## BEGIN ENTRIES SHOWN
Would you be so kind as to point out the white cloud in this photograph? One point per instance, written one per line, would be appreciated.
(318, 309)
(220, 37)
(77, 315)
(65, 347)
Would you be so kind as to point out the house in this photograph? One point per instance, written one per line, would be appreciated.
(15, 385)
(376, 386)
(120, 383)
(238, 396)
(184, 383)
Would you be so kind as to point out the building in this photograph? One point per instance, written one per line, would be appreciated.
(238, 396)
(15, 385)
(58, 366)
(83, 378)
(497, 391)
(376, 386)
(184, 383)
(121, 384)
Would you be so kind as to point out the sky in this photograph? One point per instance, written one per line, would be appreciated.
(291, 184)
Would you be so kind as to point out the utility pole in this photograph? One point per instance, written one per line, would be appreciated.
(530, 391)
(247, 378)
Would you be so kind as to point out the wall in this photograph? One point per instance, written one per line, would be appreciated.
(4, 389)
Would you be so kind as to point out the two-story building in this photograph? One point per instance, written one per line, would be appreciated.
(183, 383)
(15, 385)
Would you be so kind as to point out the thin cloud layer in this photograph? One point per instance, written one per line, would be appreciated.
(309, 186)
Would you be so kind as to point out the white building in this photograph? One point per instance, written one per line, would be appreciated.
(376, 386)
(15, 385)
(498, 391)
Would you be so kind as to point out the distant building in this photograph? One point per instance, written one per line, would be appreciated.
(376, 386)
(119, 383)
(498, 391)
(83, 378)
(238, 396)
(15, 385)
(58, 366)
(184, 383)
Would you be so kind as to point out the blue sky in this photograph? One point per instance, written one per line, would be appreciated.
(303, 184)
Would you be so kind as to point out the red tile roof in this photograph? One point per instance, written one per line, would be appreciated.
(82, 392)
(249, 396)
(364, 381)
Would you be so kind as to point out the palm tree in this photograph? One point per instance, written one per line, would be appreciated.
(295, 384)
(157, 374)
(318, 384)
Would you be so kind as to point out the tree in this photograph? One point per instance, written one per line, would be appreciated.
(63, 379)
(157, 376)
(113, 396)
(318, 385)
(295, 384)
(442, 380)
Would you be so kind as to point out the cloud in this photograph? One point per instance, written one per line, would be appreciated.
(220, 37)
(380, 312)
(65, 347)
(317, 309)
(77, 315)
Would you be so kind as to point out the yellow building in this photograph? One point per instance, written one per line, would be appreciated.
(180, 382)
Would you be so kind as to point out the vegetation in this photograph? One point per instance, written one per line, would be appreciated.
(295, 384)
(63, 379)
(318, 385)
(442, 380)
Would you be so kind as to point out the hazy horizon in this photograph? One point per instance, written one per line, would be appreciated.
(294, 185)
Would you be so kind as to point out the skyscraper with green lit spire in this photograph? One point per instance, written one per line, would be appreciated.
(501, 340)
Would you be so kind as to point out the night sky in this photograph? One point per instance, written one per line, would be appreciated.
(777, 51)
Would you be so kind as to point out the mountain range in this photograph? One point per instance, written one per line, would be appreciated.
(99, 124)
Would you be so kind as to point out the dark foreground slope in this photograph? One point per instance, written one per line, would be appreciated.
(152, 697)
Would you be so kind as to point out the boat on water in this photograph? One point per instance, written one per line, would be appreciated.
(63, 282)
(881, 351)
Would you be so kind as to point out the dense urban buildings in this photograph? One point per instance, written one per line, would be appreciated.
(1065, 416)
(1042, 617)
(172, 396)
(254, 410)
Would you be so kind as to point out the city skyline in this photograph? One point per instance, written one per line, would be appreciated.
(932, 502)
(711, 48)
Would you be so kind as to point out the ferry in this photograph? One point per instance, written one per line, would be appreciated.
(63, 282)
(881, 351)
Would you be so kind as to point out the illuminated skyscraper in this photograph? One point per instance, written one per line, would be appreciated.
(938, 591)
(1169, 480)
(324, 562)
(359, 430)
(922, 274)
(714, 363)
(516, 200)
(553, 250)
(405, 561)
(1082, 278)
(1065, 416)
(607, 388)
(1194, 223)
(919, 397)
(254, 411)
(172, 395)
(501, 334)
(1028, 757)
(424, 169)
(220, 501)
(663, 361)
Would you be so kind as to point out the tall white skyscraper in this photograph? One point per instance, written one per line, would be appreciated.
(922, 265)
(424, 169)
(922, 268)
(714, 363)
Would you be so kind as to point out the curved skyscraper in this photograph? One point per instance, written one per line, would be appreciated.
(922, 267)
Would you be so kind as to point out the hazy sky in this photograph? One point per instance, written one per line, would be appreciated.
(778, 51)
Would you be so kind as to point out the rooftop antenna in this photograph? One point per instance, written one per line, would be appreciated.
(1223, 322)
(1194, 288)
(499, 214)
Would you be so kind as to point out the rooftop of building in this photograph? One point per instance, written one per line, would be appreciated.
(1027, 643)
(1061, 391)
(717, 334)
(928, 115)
## END ENTRIES SHOWN
_GIVEN TASK_. Reproduce the full listing word for word.

_THE COMPLETED TASK_.
Would you be so kind as to point out the white cloud in this photograph? One point per instance, written one per line, would be appreciated.
(318, 309)
(220, 37)
(77, 315)
(65, 347)
Would you be so kind as to point out the house in this photograph? One point per instance, written one per line, would be appreciated.
(15, 385)
(376, 386)
(120, 383)
(238, 396)
(184, 383)
Would you be so kind as to point out the building in this photograph? One point per instance, written one per line, would be appreciated.
(238, 396)
(15, 385)
(58, 366)
(83, 378)
(497, 391)
(376, 386)
(184, 383)
(121, 384)
Would you be so kind as to point out the sky in this photograph? One point per instance, written one per line, would be appreciated.
(291, 184)
Would you be so kind as to point out the utility pole in this photograph? One point per instance, written one per line, would be appreciated.
(530, 391)
(247, 378)
Would you be so kind as to point out the wall in this photograph? One point per instance, written one per line, would be appreciated.
(4, 389)
Would you be so kind as to point out the two-story building in this photograph? One point per instance, written one per line, would be appreciated.
(183, 383)
(15, 385)
Would you be so kind as to point out the thin cloud layer in this photograph? One point per instance, written one per line, would be appreciated.
(309, 186)
Would you be so kind as to point out the white building in this photograph? One point per instance, written one per line, would be appreciated.
(376, 386)
(15, 385)
(498, 391)
Would you be so kind as to point out the distant building in this photograph? One point per instance, written one per line, would be appreciated.
(376, 386)
(119, 383)
(498, 391)
(83, 378)
(238, 396)
(15, 385)
(58, 366)
(184, 383)
Would you be so kind as to point out the blue sky in this photograph? One point per instance, written one per line, would be appreciated.
(303, 184)
Would you be so kind as to point out the red tile roof in this photograph? One point per instance, written one per line, would be appreciated.
(82, 392)
(249, 396)
(364, 381)
Would you be so kind as to point out the palm tree in this photograph? One point per instance, written one per line, would be appreciated.
(295, 384)
(157, 374)
(318, 384)
Would you be so kind as to point out the tree in this photograph? One point per instance, written one per line, would be appreciated.
(63, 379)
(157, 376)
(113, 396)
(318, 385)
(295, 384)
(442, 380)
Would you be so kind as to point out the cloud in this photograph? One point per instance, written one per line, would be appreciated.
(220, 37)
(380, 312)
(65, 347)
(317, 309)
(77, 315)
Would you be so kind as to point out the yellow building in this photograph? One point per instance, written one per line, would be appreciated.
(180, 382)
Would you be so kind as to point out the vegetation in this photograph? One point per instance, written one per line, would be appreciated.
(295, 384)
(63, 379)
(318, 385)
(442, 380)
Would you be so kind as to point out the hazy horizon in this photograph? One point per instance, written one per line, would be appreciated.
(294, 185)
Would you be so kind as to point out the skyscraper with green lit spire in this photograph? One point per instance, written one per line, would be appreciated.
(501, 340)
Would you be so kind as to point out the night sky in this photograph? One point per instance, written one per line, would be appreciated.
(777, 51)
Would you be so kind as to point out the mountain range in this photograph? One point per instance, written one per line, would be appreciated.
(99, 124)
Would you be so kind as to point out the dark foreground slope in this photograph? One point per instance, written one per line, would be appreciated.
(152, 697)
Would you be so kind as to point out the boat on water in this photograph? One point per instance, written one per line, would be appreciated.
(63, 282)
(881, 351)
Would you be so kind as to point out the dense urban buildings in this photograph? One point per instance, written one per line, would be appreciated.
(1065, 416)
(1042, 617)
(172, 396)
(254, 410)
Would you be so kind as to point out the city skyline in this photograph? One point per instance, written one per line, would be appreciated.
(932, 502)
(711, 48)
Would you be so kind as to point out the ferry in this photograph? One point per instance, written one per line, would be appreciated.
(63, 282)
(881, 351)
Would you be so kind as to point out the illuminated skyscraper in this photograph? One point per instance, written one per line, would be appreciated.
(938, 591)
(1169, 480)
(324, 562)
(359, 430)
(922, 274)
(714, 363)
(516, 200)
(553, 250)
(405, 561)
(1082, 278)
(1065, 416)
(607, 388)
(1194, 223)
(919, 397)
(254, 411)
(172, 395)
(501, 334)
(1028, 757)
(424, 169)
(220, 501)
(663, 361)
Would you be so kind as to point out the tall white skyscraper in this photograph? One point per instance, written one per line, would be appreciated.
(922, 265)
(424, 169)
(922, 268)
(714, 363)
Would you be so kind as to point out the curved skyscraper in this photograph? One point per instance, written one per line, would be appreciated.
(922, 267)
Would you be so kind as to point out the hazy sky in this photograph? One point per instance, written one per line, would be appreciated.
(778, 51)
Would you be so kind as to point out the rooftop antenna in this photograph? One point per instance, written one per line, would be appreciated.
(1223, 322)
(1194, 288)
(499, 214)
Would you be so kind as to point out the rooftop of building in this photograph? One point per instance, written one per line, would be appreciated.
(1027, 643)
(1061, 391)
(717, 334)
(928, 115)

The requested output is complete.